§ **WHAT IS NEEDED**:
Which lines in the material below contain the string "Target"? Pull out each of them in full, and treat uppercase and lowercase letters as different.

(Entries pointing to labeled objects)
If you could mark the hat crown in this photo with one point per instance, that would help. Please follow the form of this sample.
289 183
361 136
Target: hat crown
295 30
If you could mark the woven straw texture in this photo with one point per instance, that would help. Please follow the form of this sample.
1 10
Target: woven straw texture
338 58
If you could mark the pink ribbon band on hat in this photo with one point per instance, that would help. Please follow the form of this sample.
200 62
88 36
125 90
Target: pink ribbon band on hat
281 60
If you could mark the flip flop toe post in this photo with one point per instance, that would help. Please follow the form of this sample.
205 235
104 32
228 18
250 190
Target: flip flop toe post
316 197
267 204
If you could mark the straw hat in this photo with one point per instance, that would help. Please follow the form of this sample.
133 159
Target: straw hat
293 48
---
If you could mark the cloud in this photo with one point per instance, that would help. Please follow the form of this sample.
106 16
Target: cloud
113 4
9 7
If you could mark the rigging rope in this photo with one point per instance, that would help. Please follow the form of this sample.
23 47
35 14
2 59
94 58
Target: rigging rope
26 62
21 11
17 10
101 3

§ **SOLUTION BELOW**:
Target: hat crown
Target: woven straw texture
Target: pink ribbon band on hat
Target: flip flop toe post
Target: straw hat
Target: cloud
Target: rigging rope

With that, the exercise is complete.